The request ::
Copy the listing from the line with "If you could point out the bare" through the end of the listing, substituting "flat stone" for "flat rock" and leaving everything else unchanged.

[Saved data entries]
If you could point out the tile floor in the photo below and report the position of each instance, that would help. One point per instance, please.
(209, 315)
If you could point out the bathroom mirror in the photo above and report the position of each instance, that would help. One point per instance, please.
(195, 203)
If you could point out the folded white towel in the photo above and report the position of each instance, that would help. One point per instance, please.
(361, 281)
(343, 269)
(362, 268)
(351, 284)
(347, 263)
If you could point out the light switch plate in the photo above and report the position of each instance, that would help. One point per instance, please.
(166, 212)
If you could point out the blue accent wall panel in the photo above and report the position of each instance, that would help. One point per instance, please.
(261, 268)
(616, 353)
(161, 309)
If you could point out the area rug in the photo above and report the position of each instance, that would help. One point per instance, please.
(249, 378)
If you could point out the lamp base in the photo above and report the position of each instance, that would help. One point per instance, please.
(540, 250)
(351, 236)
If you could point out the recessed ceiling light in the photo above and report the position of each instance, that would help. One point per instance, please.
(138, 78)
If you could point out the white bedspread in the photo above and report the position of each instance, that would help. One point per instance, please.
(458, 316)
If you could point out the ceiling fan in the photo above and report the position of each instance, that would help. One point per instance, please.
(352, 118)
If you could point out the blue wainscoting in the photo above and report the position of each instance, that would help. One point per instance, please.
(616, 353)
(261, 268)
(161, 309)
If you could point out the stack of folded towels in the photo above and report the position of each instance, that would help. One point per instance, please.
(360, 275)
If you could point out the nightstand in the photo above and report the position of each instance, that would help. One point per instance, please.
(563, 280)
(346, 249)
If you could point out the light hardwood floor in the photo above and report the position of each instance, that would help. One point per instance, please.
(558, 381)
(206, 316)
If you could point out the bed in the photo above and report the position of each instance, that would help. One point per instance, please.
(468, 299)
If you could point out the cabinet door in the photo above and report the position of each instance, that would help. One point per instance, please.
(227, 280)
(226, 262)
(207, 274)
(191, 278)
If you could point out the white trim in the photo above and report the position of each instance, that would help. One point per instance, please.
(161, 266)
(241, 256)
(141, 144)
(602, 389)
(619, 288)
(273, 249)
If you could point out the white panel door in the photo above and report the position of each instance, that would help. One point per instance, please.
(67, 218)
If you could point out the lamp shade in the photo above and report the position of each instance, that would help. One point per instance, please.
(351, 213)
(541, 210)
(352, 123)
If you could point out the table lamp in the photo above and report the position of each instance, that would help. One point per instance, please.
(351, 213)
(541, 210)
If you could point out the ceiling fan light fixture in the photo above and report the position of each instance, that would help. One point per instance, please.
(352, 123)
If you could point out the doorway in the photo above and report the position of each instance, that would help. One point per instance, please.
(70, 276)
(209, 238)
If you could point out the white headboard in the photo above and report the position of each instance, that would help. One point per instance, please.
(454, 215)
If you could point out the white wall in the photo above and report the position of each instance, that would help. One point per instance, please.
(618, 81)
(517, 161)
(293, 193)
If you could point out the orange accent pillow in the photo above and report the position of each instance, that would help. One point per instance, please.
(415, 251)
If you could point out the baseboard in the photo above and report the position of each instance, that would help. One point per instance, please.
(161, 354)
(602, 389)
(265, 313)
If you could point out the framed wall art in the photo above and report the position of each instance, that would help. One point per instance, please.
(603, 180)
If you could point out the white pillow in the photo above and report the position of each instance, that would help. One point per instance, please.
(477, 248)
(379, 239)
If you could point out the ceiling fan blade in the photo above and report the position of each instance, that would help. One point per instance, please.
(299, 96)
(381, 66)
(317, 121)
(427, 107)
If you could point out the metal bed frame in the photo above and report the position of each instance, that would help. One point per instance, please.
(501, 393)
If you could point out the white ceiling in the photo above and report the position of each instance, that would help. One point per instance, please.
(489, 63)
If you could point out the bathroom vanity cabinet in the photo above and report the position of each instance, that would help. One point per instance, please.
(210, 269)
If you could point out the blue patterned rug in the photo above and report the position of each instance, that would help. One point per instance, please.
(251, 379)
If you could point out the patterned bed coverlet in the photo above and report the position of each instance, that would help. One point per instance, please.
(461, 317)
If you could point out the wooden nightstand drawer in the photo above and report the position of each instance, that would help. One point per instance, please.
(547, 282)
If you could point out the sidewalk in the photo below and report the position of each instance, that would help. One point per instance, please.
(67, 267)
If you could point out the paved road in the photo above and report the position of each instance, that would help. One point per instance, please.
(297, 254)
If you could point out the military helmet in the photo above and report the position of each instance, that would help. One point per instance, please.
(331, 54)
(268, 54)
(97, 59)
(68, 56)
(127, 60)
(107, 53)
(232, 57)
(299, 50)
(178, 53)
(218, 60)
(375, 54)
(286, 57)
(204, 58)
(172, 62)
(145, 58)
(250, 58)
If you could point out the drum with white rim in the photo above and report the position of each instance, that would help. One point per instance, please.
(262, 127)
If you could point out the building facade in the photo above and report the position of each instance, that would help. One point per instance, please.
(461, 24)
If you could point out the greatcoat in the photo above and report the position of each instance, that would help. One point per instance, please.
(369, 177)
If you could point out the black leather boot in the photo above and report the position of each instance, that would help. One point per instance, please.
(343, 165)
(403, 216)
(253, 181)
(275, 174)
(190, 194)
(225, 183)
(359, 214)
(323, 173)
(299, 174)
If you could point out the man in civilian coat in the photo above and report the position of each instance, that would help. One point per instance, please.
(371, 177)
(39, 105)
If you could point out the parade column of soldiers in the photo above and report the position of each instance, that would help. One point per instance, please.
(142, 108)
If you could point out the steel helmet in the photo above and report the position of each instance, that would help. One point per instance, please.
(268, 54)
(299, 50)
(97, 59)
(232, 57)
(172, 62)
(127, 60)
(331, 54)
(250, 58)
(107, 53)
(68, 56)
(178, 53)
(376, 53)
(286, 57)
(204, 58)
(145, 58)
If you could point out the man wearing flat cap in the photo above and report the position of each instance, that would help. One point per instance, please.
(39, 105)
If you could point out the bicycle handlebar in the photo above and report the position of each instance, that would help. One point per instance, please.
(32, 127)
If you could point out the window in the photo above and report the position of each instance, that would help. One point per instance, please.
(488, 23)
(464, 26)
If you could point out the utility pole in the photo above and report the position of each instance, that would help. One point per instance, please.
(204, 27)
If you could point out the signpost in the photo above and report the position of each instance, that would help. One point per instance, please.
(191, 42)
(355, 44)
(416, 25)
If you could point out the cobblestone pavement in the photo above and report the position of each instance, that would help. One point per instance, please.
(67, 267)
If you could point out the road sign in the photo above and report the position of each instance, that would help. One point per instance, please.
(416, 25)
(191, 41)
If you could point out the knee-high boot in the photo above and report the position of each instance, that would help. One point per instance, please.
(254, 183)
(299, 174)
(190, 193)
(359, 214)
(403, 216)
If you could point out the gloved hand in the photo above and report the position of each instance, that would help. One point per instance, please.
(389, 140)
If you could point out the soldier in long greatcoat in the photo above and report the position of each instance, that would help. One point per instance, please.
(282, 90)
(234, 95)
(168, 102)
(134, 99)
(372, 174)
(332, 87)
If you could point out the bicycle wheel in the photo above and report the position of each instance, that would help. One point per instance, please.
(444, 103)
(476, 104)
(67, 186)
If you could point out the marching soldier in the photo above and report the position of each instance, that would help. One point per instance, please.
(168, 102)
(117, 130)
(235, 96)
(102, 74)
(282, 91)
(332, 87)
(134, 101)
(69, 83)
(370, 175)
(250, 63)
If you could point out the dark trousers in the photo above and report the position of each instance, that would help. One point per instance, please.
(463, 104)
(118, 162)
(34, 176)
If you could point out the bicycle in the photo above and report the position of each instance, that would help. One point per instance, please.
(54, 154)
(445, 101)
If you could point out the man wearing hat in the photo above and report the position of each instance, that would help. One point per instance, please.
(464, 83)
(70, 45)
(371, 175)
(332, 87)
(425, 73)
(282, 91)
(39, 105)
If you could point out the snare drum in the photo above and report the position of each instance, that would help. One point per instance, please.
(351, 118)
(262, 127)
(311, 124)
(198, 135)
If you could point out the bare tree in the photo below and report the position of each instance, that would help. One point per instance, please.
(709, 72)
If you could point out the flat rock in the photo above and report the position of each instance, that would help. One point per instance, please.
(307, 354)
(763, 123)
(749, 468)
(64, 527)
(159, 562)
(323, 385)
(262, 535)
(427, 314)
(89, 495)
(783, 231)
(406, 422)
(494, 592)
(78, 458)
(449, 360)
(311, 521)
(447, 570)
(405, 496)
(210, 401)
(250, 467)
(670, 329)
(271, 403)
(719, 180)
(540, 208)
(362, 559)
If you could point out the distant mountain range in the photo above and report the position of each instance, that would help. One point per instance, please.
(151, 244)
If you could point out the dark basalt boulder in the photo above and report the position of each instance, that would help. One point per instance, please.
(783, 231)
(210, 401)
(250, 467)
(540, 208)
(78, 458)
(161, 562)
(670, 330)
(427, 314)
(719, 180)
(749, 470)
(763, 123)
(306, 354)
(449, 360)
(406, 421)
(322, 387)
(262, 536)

Answer to the task ::
If you could point out the bare tree in the photo below and report the position of each instance, that would help. One point per instance, please.
(709, 72)
If you could point out the flat stone in the photo above and report the position of each instance, that would help. One point per instance, please.
(307, 354)
(763, 123)
(749, 468)
(64, 527)
(159, 562)
(323, 385)
(262, 535)
(427, 314)
(89, 495)
(783, 231)
(406, 422)
(494, 592)
(78, 458)
(449, 360)
(311, 521)
(447, 570)
(405, 496)
(210, 401)
(250, 467)
(670, 329)
(271, 403)
(719, 180)
(540, 208)
(362, 559)
If you could point out the distant mountain range in the photo above and report the position of each instance, that would help. One point per instance, please.
(151, 244)
If you could point out the dark basalt boulder in the photo above and report the position of each instance, that would help. One point per instance, please.
(783, 231)
(210, 401)
(250, 467)
(540, 208)
(78, 458)
(161, 562)
(670, 330)
(427, 314)
(719, 180)
(749, 470)
(763, 123)
(306, 354)
(449, 360)
(406, 421)
(322, 387)
(262, 536)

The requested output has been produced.